Reproduce the passage of the forum thread on choosing a new TV starting at "## bruiser (Jul" and ending at "faster than LCD.", swapping "sports" for "action films".
— START OF SOURCE EXCERPT —
# New TV



## ukbsktbll (Oct 9, 2003)

I am planning on purchasing a new tv in the future and needing some help deciding. How important are name brands? I believe I will be looking for a 1080p LCD tv. In the 50-55 inch range

The hz rating on the tvs what is that relatd to? it will be mainly used for blu ray movie watching, watching tv and occasional gaming.


----------



## bruiser (Jul 30, 2005)

Brand names are important. Stay away from names like Dynex, Element, etc. 

Regarding the hz ratings, I suppose you are seeing ratings posted that say 60hz, 120hz, or 240hz. That refers to what is known as "motion blur". That is, how fast does the tv react to fast moving scenes, such as might be seen in sports. The 60hz is the slowest, 120hz is much better, and 240hz is supposed to be the best, but from what I've read, the 240hz does not offer a big enough increase in performance to offset the higher cost over the 120hz. BTW, plasma is faster than LCD.


----------



## ukbsktbll (Oct 9, 2003)

Ok after doing some reading I notice there are
Plasma
LCD
LED-LCD 
and now
3-D

I currently have a plasma, and have had experience with an LCD TV. Is the LED-LCD worth the price difference?


----------



## Raylo (Feb 12, 2006)

LED-LCDs worth it? It depends... there are a couple types of LED technology. One just substitutes the traditional backlight bulb with a LED array. Makes for a thinner TV but not much else. The other has "local dimming" that purports to dim the LED backlight elements in small groups to enhance black levels. With the regular LCDs and the first type of LED-LCDs the entire backlight is on all the time so the black level depends on how dark or opaque the LCD crystals get. They are never totally opaque. With local dimming the backlight is dimmed behind black parts of the picture so there is no light to leak through, supposedly enhancing contrast. Having said all that I have never myself done a critical comparison to see if the higher advertised contrast is worth the cost.
— END OF SOURCE EXCERPT —
— START OF MATERIAL SUPPLIED —
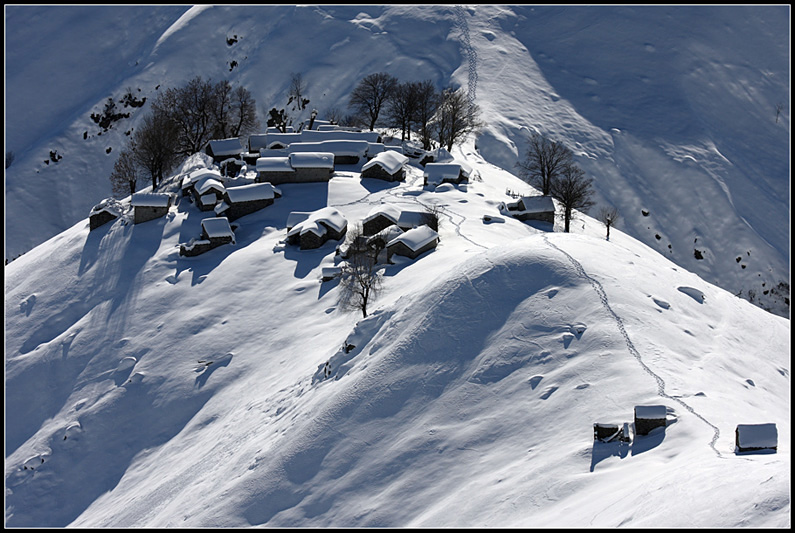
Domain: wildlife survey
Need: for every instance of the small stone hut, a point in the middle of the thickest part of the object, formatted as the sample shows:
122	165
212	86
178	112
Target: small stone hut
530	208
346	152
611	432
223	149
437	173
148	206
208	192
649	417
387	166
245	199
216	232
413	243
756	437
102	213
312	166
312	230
— END OF MATERIAL SUPPLIED —
— START OF MATERIAL SUPPLIED —
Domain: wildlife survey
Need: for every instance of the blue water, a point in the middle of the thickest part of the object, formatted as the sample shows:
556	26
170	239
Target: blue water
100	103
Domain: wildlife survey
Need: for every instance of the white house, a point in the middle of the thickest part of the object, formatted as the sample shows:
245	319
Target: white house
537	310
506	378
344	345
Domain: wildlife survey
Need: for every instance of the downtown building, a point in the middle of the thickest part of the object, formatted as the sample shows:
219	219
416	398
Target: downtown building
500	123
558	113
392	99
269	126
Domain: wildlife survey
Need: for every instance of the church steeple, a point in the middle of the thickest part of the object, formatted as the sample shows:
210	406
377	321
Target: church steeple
— END OF MATERIAL SUPPLIED —
◆ RESULT OF THIS TASK:
## bruiser (Jul 30, 2005)

Brand names are important. Stay away from names like Dynex, Element, etc. 

Regarding the hz ratings, I suppose you are seeing ratings posted that say 60hz, 120hz, or 240hz. That refers to what is known as "motion blur". That is, how fast does the tv react to fast moving scenes, such as might be seen in action films. The 60hz is the slowest, 120hz is much better, and 240hz is supposed to be the best, but from what I've read, the 240hz does not offer a big enough increase in performance to offset the higher cost over the 120hz. BTW, plasma is faster than LCD.